» Provided passage
[Start of section]
Matmos: Return to Archive

When Moses Asch founded Folkways Records in 1948, he set out to create a repository of all the sounds of the world—folk music and protest music and indigenous music and jazz, but also sounds of the office, of the junkyard, of the bottle-nose dolphin. “I decided that I would become like an encyclopedia,” he declared. “You don’t eliminate ‘A’ because nobody buys ‘A,’ but keep ‘B’ because ‘B’ is popular.” Asch promised that not a single title would go out of print, an offer that attracted educators, scientists, and activists who prized longevity above mass appeal. The result is one of the most remarkable audio archives ever created: Across 40 years, Asch released nearly 2,200 albums, an average of one per week. After his death in 1986, the Smithsonian Institution acquired the Folkways archive and stored it in a climate-controlled fireproof vault. Any title can now be replicated on demand by a CD-producing “Moe-bot,” an ultra-modern solution that realizes Asch’s promise beyond his wildest imaginings.

Croaking Frogs, Buzzing Hornets, Squealing Dolphins: A Guide to Smithsonian Folkways’ Best Science and Nature Recordings

To celebrate Folkways’ 75th anniversary, the Smithsonian invited Baltimore sound-wranglers Matmos to record an original album that would sample this vast catalog. Drew Daniel and M.C. Schmidt, a duo as likely to find inspiration in a Whirlpool washing machine as in the work of Polish composer Bogusław Schaeffer, were especially drawn to records from the 1950s and ’60s, the era when portable equipment first made it easy to record everything from toads to time clocks. Matmos came back with a counteroffer: The album would feature no original music, only samples; and those samples would come exclusively from these early nature and science recordings. Return to Archive is the motley, riotous result, a suitably retrofuturistic collage incorporating over two dozen records ranging from Sounds of Animals to Sounds of Medicine, International Morse Code to End the Cigarette Habit Through Self Hypnosis.
[End of section]
» About this task
Continue the review of Matmos's Return to Archive from its last sentence. The data that follows is not needed for this work.

» Data listing
[Start of section]
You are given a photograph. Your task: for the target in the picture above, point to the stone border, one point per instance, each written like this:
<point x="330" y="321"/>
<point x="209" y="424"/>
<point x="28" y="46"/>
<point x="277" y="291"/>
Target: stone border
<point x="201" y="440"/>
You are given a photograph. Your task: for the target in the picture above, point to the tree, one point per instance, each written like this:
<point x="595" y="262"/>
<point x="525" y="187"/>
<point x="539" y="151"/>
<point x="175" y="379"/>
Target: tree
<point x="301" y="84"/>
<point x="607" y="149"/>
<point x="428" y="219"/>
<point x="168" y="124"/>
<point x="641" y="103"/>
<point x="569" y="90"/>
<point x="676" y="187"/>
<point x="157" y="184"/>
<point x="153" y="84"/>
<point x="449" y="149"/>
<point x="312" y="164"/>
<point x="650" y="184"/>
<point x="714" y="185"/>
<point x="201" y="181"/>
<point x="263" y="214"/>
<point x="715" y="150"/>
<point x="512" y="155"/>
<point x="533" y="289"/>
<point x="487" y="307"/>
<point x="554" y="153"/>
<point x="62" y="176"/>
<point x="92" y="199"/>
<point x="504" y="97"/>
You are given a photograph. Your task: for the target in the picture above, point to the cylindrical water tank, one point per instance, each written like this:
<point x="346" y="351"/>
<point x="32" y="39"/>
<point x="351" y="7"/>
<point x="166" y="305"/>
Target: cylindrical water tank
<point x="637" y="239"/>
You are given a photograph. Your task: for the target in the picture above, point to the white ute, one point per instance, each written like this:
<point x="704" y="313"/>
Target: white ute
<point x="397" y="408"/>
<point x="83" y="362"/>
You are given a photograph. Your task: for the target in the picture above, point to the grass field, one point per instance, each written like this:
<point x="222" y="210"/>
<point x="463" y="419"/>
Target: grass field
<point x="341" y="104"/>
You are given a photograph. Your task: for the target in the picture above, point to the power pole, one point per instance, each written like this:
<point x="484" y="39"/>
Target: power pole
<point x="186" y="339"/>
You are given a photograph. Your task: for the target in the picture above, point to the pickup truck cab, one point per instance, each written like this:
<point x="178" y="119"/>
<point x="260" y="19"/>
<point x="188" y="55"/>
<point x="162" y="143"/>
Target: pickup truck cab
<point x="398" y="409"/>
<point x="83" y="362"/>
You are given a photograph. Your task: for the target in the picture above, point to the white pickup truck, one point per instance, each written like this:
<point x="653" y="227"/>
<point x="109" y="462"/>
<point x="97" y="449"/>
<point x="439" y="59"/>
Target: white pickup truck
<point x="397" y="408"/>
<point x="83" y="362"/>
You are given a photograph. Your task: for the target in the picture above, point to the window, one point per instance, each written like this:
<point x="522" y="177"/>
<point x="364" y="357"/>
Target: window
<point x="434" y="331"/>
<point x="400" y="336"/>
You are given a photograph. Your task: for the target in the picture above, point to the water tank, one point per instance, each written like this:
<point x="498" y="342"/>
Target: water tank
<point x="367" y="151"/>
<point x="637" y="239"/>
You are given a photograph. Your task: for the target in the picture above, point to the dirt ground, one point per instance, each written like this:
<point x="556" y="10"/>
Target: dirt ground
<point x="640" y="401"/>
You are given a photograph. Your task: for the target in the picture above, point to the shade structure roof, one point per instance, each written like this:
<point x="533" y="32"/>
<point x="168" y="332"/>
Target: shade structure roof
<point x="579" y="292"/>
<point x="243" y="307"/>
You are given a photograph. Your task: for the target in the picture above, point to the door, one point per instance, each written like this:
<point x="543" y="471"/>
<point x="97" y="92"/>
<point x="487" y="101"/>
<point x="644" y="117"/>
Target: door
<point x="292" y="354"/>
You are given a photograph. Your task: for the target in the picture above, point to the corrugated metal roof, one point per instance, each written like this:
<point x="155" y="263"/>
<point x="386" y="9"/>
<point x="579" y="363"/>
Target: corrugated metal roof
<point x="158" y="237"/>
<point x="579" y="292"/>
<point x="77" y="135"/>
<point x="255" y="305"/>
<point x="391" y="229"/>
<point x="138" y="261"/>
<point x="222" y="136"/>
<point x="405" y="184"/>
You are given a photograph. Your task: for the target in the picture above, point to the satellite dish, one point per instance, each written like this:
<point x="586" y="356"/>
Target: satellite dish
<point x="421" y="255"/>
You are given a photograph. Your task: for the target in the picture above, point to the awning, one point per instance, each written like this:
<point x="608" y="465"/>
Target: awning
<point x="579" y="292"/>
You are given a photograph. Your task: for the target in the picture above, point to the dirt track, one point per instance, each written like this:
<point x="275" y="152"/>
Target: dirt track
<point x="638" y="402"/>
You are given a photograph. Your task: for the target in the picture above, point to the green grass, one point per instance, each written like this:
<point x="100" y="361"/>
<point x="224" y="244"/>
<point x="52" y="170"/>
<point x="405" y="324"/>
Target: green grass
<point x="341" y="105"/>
[End of section]
» Exercise result
Daniel and Schmidt let the archive guide them. Some sounds play nicely together, as in the dozens of snippets on opener “Good Morning Electronics,” finely diced and snapped to an eighth-note grid to create a whirlwind tour of jungles, laboratories, and sci-fi worlds. Others, like the mud-dauber wasp in its eponymous track, demand space to themselves. Matmos work up an entire band from the buzz of the insect’s flight, sculpting bass, percussion, and distorted electronics through careful sampling, processing, and sequencing. It’s an impressive performance even if it lacks the novelty of the group’s previous tracks crafted from crayfish synapses and cow uteri.

Matmos best portray the social milieu of the early Folkways era when they wryly juxtapose its rosy self-help rhetoric with the smothering lifestyle of 1950s suburban America. On “Lend Me Your Ears,” the Shakespearean phrase is sung by a 12-year-old boy and an adult woman, both subjects of Alfred Wolfsohn’s experiments in extending the range of the human voice on the Vox Humana LP. As their voices strain against their physical limits, a barrage of mundane sounds interrupt their performances—a ringing telephone, a melody of doorbells, and most ominously, from Sounds of Medicine: “Sounds of the Bowels–A Normal Hungry Man Smoking a Cigarette Before Dinner.”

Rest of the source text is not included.